PROBLEM TO WORK ON – Copy every record below, exactly as written.

----------------

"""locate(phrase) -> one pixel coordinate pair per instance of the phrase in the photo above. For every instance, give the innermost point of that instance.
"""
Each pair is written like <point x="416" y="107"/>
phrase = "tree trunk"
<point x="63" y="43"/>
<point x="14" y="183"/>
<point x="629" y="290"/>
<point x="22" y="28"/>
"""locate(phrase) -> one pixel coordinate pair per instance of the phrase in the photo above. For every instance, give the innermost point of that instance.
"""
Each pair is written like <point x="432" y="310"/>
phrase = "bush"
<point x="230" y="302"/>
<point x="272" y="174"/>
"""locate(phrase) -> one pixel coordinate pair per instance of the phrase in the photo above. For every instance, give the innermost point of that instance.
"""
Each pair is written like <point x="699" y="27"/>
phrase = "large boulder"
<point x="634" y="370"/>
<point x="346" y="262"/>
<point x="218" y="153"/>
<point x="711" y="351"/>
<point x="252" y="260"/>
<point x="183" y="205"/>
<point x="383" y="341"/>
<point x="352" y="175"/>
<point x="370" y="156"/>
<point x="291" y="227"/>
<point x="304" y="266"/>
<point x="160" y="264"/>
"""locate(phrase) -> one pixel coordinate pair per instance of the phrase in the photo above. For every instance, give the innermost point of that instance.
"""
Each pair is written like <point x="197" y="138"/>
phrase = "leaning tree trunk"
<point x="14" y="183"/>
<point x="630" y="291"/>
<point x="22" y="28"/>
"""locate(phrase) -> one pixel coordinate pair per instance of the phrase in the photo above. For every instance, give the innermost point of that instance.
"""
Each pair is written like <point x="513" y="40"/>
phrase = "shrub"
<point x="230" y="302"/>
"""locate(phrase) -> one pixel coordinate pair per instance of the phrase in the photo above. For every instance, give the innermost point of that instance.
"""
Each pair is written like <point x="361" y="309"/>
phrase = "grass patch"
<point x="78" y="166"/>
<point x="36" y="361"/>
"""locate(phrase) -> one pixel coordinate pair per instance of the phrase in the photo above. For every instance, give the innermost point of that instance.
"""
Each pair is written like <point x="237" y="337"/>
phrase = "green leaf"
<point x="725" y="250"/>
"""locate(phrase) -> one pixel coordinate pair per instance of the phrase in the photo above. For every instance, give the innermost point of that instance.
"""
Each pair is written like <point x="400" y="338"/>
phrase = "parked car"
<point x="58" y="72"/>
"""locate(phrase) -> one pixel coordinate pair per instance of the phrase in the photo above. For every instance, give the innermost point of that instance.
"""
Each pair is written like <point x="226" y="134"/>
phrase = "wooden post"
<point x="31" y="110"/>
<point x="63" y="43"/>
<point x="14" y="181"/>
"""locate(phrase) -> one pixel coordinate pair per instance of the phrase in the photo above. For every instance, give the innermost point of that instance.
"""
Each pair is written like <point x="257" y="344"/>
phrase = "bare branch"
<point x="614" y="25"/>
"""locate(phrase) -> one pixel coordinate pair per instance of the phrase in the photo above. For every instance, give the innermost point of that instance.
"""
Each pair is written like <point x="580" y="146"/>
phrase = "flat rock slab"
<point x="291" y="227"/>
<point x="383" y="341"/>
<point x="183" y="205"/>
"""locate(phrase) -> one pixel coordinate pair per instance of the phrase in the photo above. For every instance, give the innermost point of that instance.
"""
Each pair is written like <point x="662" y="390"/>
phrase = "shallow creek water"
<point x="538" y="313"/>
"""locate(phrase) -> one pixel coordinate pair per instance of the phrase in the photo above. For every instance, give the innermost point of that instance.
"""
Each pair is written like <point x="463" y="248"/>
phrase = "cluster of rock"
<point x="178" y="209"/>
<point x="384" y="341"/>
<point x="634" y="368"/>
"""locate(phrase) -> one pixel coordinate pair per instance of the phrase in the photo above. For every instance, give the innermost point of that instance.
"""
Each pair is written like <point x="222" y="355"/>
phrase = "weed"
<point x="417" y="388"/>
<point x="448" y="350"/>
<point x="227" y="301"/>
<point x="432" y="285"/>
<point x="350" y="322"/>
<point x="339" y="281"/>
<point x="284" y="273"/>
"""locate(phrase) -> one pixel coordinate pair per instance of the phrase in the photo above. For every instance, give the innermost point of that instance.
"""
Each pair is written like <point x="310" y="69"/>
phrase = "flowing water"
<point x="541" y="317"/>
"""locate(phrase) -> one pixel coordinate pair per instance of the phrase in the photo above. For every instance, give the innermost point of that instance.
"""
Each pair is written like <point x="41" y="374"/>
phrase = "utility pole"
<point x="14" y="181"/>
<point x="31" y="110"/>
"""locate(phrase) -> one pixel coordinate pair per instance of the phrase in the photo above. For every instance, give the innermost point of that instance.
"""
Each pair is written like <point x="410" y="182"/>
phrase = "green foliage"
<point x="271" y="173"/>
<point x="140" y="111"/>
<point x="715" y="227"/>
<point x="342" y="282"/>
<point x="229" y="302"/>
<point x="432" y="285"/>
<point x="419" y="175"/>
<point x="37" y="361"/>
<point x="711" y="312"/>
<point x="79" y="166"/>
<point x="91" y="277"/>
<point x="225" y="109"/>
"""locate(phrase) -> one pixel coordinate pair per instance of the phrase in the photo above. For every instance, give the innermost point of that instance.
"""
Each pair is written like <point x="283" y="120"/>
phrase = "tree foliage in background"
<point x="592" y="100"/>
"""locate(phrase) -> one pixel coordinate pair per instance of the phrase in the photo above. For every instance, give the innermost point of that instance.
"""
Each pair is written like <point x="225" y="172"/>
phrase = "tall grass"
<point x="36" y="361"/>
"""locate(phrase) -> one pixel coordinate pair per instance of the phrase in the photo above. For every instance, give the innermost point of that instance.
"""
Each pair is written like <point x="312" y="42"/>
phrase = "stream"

----------------

FINISHED ANSWER –
"""locate(phrase) -> one pixel coordinate pair per instance of the phrase in the photo above. For every instance, give the innermost point of that instance.
"""
Each pair is written like <point x="416" y="107"/>
phrase = "tree trunk"
<point x="63" y="43"/>
<point x="14" y="183"/>
<point x="629" y="290"/>
<point x="22" y="28"/>
"""locate(phrase) -> one pixel coordinate pair per instance of the phrase in the photo above. For every instance, give the innermost point of that instance.
"""
Each pair is written like <point x="432" y="310"/>
phrase = "bush"
<point x="230" y="302"/>
<point x="272" y="174"/>
"""locate(phrase) -> one pixel coordinate pair per instance of the phrase in the photo above. For every instance, give the innermost point of that instance.
"""
Each pair is written like <point x="699" y="27"/>
phrase = "large boulder"
<point x="634" y="370"/>
<point x="346" y="262"/>
<point x="218" y="153"/>
<point x="711" y="351"/>
<point x="252" y="260"/>
<point x="183" y="205"/>
<point x="383" y="341"/>
<point x="352" y="175"/>
<point x="370" y="156"/>
<point x="291" y="227"/>
<point x="304" y="266"/>
<point x="160" y="264"/>
"""locate(phrase) -> one pixel coordinate pair per instance of the phrase in the photo above. For every instance, give the innermost point of that instance.
"""
Each pair is written like <point x="197" y="138"/>
phrase = "leaning tree trunk"
<point x="14" y="183"/>
<point x="630" y="291"/>
<point x="22" y="28"/>
"""locate(phrase) -> one pixel coordinate pair per instance of the phrase in the photo above. For every instance, give the innermost point of that instance.
"""
Each pair is written like <point x="513" y="40"/>
phrase = "shrub"
<point x="230" y="302"/>
"""locate(phrase) -> one pixel coordinate pair per instance of the phrase in the photo above. For every instance, give the innermost point of that instance.
"""
Each pair is written like <point x="361" y="309"/>
phrase = "grass patch"
<point x="78" y="166"/>
<point x="36" y="361"/>
"""locate(phrase) -> one pixel coordinate pair per instance of the phrase in the photo above. For every instance, give the innermost point of that instance.
"""
Each pair is written like <point x="237" y="337"/>
phrase = "green leaf"
<point x="725" y="250"/>
"""locate(phrase) -> one pixel coordinate pair per instance of the phrase in the photo above. For every instance, give the innermost point of that instance.
"""
Each pair is written like <point x="400" y="338"/>
phrase = "parked car"
<point x="58" y="72"/>
"""locate(phrase) -> one pixel coordinate pair per instance of the phrase in the photo above. For every instance, give the innermost point of that instance.
"""
Each pair is written like <point x="226" y="134"/>
phrase = "wooden post"
<point x="31" y="110"/>
<point x="63" y="43"/>
<point x="14" y="181"/>
"""locate(phrase) -> one pixel coordinate pair per instance of the phrase in the photo above. For every instance, give the innermost point of that instance.
"""
Each pair is written like <point x="257" y="344"/>
phrase = "bare branch"
<point x="614" y="25"/>
"""locate(phrase) -> one pixel coordinate pair per instance of the phrase in the photo above. For every instance, give the innermost point of that instance.
"""
Each pair is written like <point x="580" y="146"/>
phrase = "flat rock slab"
<point x="291" y="227"/>
<point x="383" y="341"/>
<point x="183" y="205"/>
"""locate(phrase) -> one pixel coordinate pair per instance of the phrase in the photo above. For every instance, give the innermost point of that instance.
"""
Each pair is written like <point x="662" y="390"/>
phrase = "shallow creek water"
<point x="538" y="313"/>
"""locate(phrase) -> one pixel coordinate pair per instance of the phrase in the photo above. For every instance, give the innermost point of that instance.
"""
Each pair is written like <point x="463" y="248"/>
phrase = "cluster of rock"
<point x="178" y="209"/>
<point x="384" y="341"/>
<point x="634" y="368"/>
"""locate(phrase) -> one pixel coordinate pair per instance of the phrase in the photo above. For every instance, give the innermost point of that instance.
"""
Each pair is written like <point x="222" y="355"/>
phrase = "weed"
<point x="417" y="388"/>
<point x="448" y="350"/>
<point x="227" y="301"/>
<point x="432" y="285"/>
<point x="350" y="322"/>
<point x="339" y="281"/>
<point x="284" y="273"/>
"""locate(phrase) -> one pixel coordinate pair per instance of the phrase in the photo above. For every instance, give the innermost point of that instance.
"""
Each pair is written like <point x="310" y="69"/>
phrase = "flowing water"
<point x="541" y="317"/>
"""locate(phrase) -> one pixel coordinate pair per instance of the phrase in the photo above. For every instance, give the innermost point of that instance.
"""
Each pair is written like <point x="41" y="374"/>
phrase = "utility pole"
<point x="14" y="181"/>
<point x="31" y="110"/>
"""locate(phrase) -> one pixel coordinate pair per instance of the phrase in the photo above. For every instance, give the innermost point of that instance.
"""
Each pair is written like <point x="410" y="182"/>
phrase = "green foliage"
<point x="271" y="173"/>
<point x="140" y="111"/>
<point x="715" y="227"/>
<point x="342" y="282"/>
<point x="229" y="302"/>
<point x="432" y="285"/>
<point x="419" y="175"/>
<point x="37" y="361"/>
<point x="711" y="312"/>
<point x="79" y="166"/>
<point x="91" y="277"/>
<point x="225" y="109"/>
"""locate(phrase) -> one pixel coordinate pair per instance of the phrase in the photo above. For every instance, give the innermost point of that instance.
"""
Each pair is written like <point x="283" y="120"/>
phrase = "tree foliage in background"
<point x="592" y="100"/>
"""locate(phrase) -> one pixel coordinate pair per instance of the phrase in the photo above. For every instance, give the innermost point of that instance.
"""
Each pair is written like <point x="225" y="172"/>
phrase = "tall grass"
<point x="36" y="361"/>
"""locate(phrase) -> one pixel coordinate pair per instance of the phrase in the photo above. For every instance, give the innermost point of that instance.
"""
Each pair is written like <point x="312" y="42"/>
phrase = "stream"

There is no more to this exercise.